What you are asked to do:
Would you please reproduce all the entries word for word, minus the pictures?

Provided records:
========================

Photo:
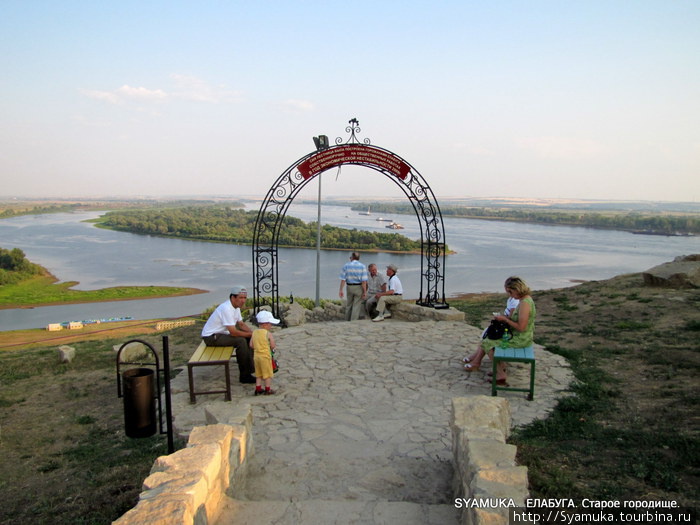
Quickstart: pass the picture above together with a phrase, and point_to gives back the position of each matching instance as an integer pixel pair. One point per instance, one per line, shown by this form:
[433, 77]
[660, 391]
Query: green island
[633, 220]
[228, 224]
[25, 284]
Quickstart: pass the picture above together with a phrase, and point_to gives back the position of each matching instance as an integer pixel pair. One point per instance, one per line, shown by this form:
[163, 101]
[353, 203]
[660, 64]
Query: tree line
[226, 224]
[667, 224]
[15, 267]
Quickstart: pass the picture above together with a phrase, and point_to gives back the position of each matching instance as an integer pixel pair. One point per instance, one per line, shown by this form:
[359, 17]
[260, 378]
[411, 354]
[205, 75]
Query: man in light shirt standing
[353, 277]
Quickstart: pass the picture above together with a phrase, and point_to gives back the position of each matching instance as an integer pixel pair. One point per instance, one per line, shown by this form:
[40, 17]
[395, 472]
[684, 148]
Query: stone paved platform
[361, 421]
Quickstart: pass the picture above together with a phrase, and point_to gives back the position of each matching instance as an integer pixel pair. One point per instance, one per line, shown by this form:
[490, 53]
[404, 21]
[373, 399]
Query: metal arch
[280, 196]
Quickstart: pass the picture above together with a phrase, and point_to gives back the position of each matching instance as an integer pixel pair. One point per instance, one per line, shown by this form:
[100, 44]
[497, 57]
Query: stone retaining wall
[484, 464]
[188, 486]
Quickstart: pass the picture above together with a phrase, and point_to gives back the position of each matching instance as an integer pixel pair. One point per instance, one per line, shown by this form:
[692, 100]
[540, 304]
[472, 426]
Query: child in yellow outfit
[263, 344]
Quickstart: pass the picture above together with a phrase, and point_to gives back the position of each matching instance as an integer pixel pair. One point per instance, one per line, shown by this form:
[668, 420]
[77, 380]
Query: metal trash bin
[139, 402]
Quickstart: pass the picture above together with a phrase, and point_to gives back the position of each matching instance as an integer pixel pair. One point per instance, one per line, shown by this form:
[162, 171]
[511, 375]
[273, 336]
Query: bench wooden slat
[518, 355]
[205, 353]
[210, 356]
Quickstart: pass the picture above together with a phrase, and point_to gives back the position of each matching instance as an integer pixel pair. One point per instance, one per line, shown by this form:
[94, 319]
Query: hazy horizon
[591, 100]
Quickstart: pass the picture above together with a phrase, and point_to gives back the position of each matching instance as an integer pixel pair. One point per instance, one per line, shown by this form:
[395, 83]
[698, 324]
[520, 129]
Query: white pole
[318, 246]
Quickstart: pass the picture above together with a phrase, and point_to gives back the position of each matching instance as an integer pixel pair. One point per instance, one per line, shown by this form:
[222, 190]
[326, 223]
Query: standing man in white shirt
[392, 295]
[225, 327]
[353, 277]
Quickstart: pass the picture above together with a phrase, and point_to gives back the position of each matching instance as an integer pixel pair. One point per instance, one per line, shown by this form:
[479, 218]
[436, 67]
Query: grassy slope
[44, 290]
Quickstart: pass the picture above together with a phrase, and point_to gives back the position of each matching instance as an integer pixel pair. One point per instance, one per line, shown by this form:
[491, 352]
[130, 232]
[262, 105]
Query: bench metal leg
[228, 382]
[193, 398]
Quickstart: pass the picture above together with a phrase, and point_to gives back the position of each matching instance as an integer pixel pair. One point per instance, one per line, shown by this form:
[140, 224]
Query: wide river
[487, 253]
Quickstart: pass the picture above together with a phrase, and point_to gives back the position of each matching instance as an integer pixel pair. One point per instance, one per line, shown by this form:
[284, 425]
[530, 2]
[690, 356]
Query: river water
[487, 253]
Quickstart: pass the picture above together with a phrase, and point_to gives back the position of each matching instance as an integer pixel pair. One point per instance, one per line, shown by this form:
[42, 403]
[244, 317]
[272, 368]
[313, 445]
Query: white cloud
[193, 88]
[141, 93]
[185, 88]
[106, 96]
[298, 105]
[561, 147]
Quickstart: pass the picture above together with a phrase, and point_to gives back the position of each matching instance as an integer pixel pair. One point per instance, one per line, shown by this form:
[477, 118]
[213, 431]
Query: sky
[557, 99]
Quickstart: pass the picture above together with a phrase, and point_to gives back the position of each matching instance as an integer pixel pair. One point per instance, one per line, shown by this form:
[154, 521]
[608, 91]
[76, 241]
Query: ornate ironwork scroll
[359, 153]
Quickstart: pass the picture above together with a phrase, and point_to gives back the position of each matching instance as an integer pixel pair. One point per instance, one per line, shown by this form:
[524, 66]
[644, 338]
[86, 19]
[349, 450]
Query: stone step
[340, 512]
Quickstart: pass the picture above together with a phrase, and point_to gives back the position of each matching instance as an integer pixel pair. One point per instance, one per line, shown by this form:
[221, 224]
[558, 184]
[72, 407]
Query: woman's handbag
[496, 330]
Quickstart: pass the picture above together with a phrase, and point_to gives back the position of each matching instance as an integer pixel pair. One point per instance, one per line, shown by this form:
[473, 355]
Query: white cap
[266, 317]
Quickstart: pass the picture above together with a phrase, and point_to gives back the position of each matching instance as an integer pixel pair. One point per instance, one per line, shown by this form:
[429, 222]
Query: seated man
[375, 284]
[392, 294]
[225, 327]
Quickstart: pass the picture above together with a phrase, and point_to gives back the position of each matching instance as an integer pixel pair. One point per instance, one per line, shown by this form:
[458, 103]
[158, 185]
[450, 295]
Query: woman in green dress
[522, 328]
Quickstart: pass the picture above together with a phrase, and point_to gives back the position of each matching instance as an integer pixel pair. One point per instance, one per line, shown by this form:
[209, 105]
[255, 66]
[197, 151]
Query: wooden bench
[514, 355]
[210, 356]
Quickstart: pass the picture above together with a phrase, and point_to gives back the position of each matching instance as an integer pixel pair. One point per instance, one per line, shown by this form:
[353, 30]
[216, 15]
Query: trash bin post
[139, 402]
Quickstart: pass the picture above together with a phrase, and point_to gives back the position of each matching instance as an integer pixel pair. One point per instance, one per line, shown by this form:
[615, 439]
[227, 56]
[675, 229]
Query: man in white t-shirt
[392, 295]
[225, 327]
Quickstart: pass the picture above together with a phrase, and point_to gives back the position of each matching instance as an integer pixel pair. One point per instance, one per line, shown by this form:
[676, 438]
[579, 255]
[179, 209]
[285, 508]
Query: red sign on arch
[353, 154]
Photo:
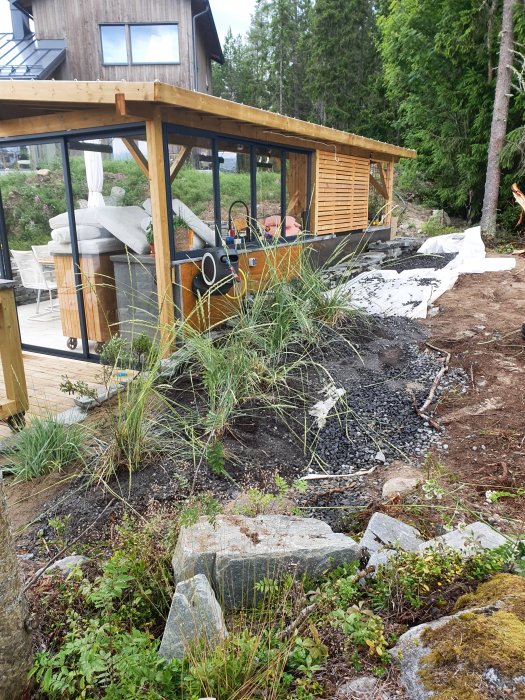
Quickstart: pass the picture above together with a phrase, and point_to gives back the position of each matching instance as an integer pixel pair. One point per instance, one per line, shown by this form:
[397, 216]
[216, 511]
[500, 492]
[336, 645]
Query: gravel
[380, 398]
[413, 262]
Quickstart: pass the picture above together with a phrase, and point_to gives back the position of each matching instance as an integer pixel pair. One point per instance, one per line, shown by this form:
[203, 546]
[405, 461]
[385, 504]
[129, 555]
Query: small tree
[500, 115]
[15, 640]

========================

Solution to the problem:
Photo:
Quickstart: pass the picture above together with a phrase, and point_to gives back the position of each matching instance as an integer pixel pair. One point per instance, one per line, shown by this form:
[433, 77]
[660, 391]
Query: green island
[633, 220]
[228, 224]
[25, 284]
Quickstart: pass the picture above together with a phrase, and point_to gives back the position of each matching instance as an integer pixel pair. One point per instance, one per line, shown by this form:
[163, 101]
[353, 203]
[660, 64]
Query: tree line
[226, 224]
[667, 224]
[15, 267]
Quickstart: pass the picture above together with a phrase, and point_to gives back the position of each matching instance as an integer pixel pair. One point per instance, one per line, shown by this form:
[359, 17]
[260, 378]
[411, 354]
[205, 75]
Query: man in light shirt standing
[353, 277]
Quickstart: pass the picture above together with a phrase, and point_to gives back the position of each matching instance as an integer pixel pair. One point per instance, one per line, shown by this form:
[40, 17]
[395, 472]
[684, 148]
Query: stone paved platform
[361, 421]
Quickstart: pass the picture above together with a phrase, and point_to gives back the position of each matching instance as an integer pixel pair. One point per instance, one per line, shown by this form:
[490, 53]
[404, 21]
[373, 399]
Query: metal arch
[280, 196]
Quickstart: pass the picture above together with a phrase, and point_to gives back the position of each matching instance as an integer pixel pair. One point per instance, one per line, shown by this form:
[100, 44]
[497, 57]
Query: stone retaining wall
[484, 464]
[188, 486]
Quickstart: pass the picture above together with a phrase, and point_to gives back the position of each matching instance as an integer pixel pair. One point per instance, one per line, shown by this form:
[692, 100]
[540, 304]
[472, 426]
Query: child in yellow outfit
[263, 344]
Quickstart: pass the picture above together with a phrase, and point_to gives back the position of each matching instance as an integer pixel pair. One point per instance, one per line, shown by this form:
[668, 420]
[77, 380]
Query: metal trash bin
[139, 402]
Quickstart: pass the picture above together with a phrase, and point_to gives back the position of each matching instance as an integer pixel pair. One point per instance, one per line, shown by this form:
[162, 171]
[511, 375]
[273, 336]
Query: bench wooden slat
[518, 355]
[205, 353]
[210, 356]
Quickstart: pass the picture above together with a phrase, and point_to gives back the position of each matching instance as an integer pixel pair. One point per instance, one per line, shown by this form:
[94, 319]
Query: hazy horizon
[591, 100]
Quickstart: pass the picture above together with a phrase, and point_to gives back the position of each matching instance as an integer pixel pair. One point per instance, one per line, shown by this form:
[395, 83]
[698, 324]
[520, 129]
Query: white pole
[318, 246]
Quickstart: pass the picture above together with a phrase, and point_to gives back the position of each matching instance as an integer pixel pair. One point per instance, one per line, shown by this form:
[222, 190]
[326, 223]
Query: standing man in white shirt
[392, 295]
[225, 327]
[353, 277]
Quickstart: pass the picture above together with a phrase, and point_to gives back the position of each matching instance as an integer pixel pair. One point per instance, one per line, shown by this form:
[479, 218]
[436, 67]
Query: grassy slope
[44, 290]
Quickstart: pass the picture above together with a phrase, and point_to gives back the position of each matching instance as an integer pixel pair. One point per instance, one per line, shown by this form:
[491, 352]
[130, 232]
[262, 105]
Query: bench metal leg
[228, 382]
[193, 398]
Quickstart: pass the picture above together with a phrase, and point_to gives back the position of each matching instance as an integer pixel pair. One point per instance, one per line, shown by this form:
[140, 224]
Query: wide river
[487, 253]
Quickstart: pass the picture above together with a phrase, and point_to gives back the position of each matching instance as an integer pixel pair. One point per instance, one per line, shown by this form:
[284, 425]
[530, 2]
[690, 356]
Query: river water
[487, 253]
Quickstart: pass the picture above together with a phrase, and point_to gives back the position of each matching instance as an integer pixel pair. One point per instance, one per line, shown by this form:
[42, 403]
[244, 317]
[272, 368]
[313, 445]
Query: white cloud
[193, 88]
[141, 93]
[185, 88]
[106, 96]
[298, 105]
[561, 147]
Quickstart: pass the picture above together with a phrase, and point_to gives back the position of each matching instance as an integer pixel pair. One point per instance, one per line, shown by this form:
[477, 118]
[213, 431]
Query: sky
[557, 99]
Quickstart: pass the picture above together with a phrase, and point_to gives back the position of each matching instance as an integer pixel pair. One point per instance, one per line, shown by this form:
[154, 521]
[608, 91]
[76, 241]
Query: ornate ironwork scroll
[359, 153]
Quickstart: pass the picture above together with a phrase, and point_to gives back the position of each matching instance as an integer pixel pair. One point per instance, one per line, shown by this form:
[524, 66]
[644, 338]
[86, 19]
[349, 450]
Query: stone step
[340, 512]
Quickstart: pass the picture above together with a phrase, and point_to gives back the position of each matching instance as an integer pixel pair. One point per instance, one per line, shown by this form:
[221, 224]
[558, 184]
[72, 407]
Query: woman's handbag
[496, 330]
Quickstart: pass the picture above together with a phrase, and point_to gives back the position of each matching instance as an integer pixel pair. One point per instance, one per line, shown by this form:
[473, 355]
Query: white cap
[266, 317]
Quickstart: pass the picture above together with a phrase, and point_to gives back the position of each matching instance as an integer pixel pair. One point per instance, one per line, shown by this form:
[429, 222]
Query: seated man
[375, 284]
[392, 294]
[225, 327]
Quickstart: pass the picture above together with a phrase, and point_to gives back the position of each matching instance as an integer pixel pair. One point per instance, one per line, shown by this form:
[458, 103]
[158, 185]
[450, 295]
Query: woman in green dress
[522, 328]
Quickstart: pass the picture above together with a phrase, and point_to gives back the position of each matching instance as an integer pixel pair. One point per instance, one per line, shown by this form:
[209, 105]
[255, 66]
[197, 151]
Query: wooden bench
[514, 355]
[210, 356]
Quickstart: pass the picture above together with a phrase, and point_to gives back the position of each matching instance as an integer pixel pair. One point per instance, one per line, shown by this form:
[353, 30]
[216, 15]
Query: trash bin post
[139, 402]
Quickstart: pass the picture above together with a phrase, and point_to gives back the position of each matching instance as an integer pixel pair. One point per instance, one per line, shown by this form:
[615, 439]
[227, 56]
[675, 229]
Query: man in white t-shirt
[392, 295]
[225, 327]
Quickstart: pass the picture above together with a phrase, and point_to gives back the position of each matching instance as an integer pixel pair. One point per instance, one per line, shown by this form:
[676, 438]
[579, 255]
[179, 209]
[285, 508]
Query: red sign on arch
[353, 154]
Photo:
Quickstart: pass the picture above together with a phrase, and point_to gives back the position of each matching instance as an integer pixel pair. One point per instance, one per line, shown by this form:
[397, 216]
[216, 511]
[500, 492]
[336, 645]
Query: gravel
[380, 398]
[413, 262]
Quickstart: pass the picture above together with a phrase, and point_to gives back the position of each matching instance as an integer pixel pair. One point per instance, one per line, shown by this form:
[203, 546]
[405, 461]
[385, 504]
[129, 555]
Query: small tree
[500, 115]
[15, 640]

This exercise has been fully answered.